▶ [What you have to do]: Identify every line in the records below that contains the word "tractor", and copy each of those lines. Matching is case-sensitive.

Point labeling data based on photos
· · · · · · ·
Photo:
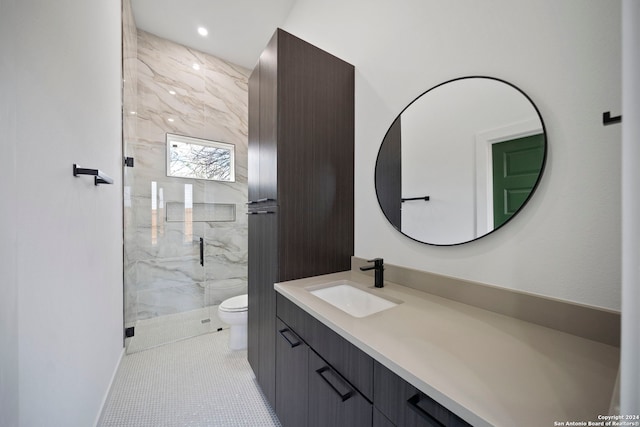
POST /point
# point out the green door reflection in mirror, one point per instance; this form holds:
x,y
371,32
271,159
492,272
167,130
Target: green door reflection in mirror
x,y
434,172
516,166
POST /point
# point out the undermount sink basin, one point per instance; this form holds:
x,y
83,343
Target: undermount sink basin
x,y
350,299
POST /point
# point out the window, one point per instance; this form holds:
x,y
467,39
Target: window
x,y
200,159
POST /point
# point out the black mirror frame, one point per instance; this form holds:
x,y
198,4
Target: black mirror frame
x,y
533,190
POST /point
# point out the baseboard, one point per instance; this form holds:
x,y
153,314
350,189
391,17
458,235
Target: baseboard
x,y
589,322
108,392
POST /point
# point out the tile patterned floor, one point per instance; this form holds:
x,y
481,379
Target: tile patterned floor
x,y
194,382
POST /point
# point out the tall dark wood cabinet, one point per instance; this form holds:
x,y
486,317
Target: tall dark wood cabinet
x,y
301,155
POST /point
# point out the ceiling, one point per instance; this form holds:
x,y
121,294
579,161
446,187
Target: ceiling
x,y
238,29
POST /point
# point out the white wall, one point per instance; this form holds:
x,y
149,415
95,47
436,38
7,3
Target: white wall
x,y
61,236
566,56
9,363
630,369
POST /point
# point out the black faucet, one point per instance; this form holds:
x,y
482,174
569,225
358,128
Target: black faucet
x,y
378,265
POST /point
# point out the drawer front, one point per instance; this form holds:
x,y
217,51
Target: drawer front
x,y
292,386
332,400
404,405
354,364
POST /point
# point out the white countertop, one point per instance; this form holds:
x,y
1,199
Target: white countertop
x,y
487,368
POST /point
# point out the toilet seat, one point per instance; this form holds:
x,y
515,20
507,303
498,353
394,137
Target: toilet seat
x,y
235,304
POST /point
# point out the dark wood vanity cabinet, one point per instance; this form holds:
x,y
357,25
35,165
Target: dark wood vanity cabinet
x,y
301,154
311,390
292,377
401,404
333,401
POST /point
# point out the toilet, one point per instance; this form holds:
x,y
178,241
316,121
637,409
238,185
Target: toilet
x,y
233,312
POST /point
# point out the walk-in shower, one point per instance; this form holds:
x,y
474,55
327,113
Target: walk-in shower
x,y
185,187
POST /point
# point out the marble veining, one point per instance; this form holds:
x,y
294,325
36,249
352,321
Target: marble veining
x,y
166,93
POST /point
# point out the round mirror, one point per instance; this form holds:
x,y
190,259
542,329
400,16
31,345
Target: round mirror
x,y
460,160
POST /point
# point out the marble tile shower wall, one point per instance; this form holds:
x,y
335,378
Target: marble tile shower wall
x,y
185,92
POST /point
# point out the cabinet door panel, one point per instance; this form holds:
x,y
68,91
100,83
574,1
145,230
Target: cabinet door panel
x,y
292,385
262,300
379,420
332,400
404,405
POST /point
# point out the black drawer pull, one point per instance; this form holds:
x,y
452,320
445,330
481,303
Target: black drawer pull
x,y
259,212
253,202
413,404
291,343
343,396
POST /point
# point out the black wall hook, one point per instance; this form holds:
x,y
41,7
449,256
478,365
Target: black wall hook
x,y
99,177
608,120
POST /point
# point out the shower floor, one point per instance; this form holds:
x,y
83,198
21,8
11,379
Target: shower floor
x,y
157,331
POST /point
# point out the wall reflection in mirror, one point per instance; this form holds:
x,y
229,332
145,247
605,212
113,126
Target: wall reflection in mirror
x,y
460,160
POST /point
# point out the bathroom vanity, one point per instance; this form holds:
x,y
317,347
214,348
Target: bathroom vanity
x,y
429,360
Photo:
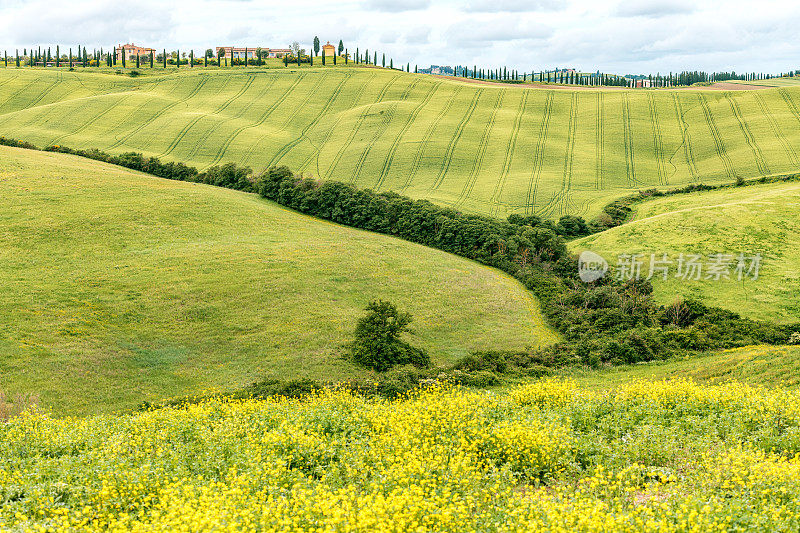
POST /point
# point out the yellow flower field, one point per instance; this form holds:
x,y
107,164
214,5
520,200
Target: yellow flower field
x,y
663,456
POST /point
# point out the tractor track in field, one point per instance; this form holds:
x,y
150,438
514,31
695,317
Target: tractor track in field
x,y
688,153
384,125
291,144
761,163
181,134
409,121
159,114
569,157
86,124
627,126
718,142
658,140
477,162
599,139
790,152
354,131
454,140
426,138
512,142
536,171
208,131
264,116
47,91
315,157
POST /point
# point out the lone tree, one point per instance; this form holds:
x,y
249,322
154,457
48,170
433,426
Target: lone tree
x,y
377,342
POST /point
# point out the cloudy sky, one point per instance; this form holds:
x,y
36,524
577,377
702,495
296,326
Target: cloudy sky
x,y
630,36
· · · · · · ·
▶ [Result for this task]:
# point out the tractor track in field, one point per instance; this form holds:
Target: tractor track in field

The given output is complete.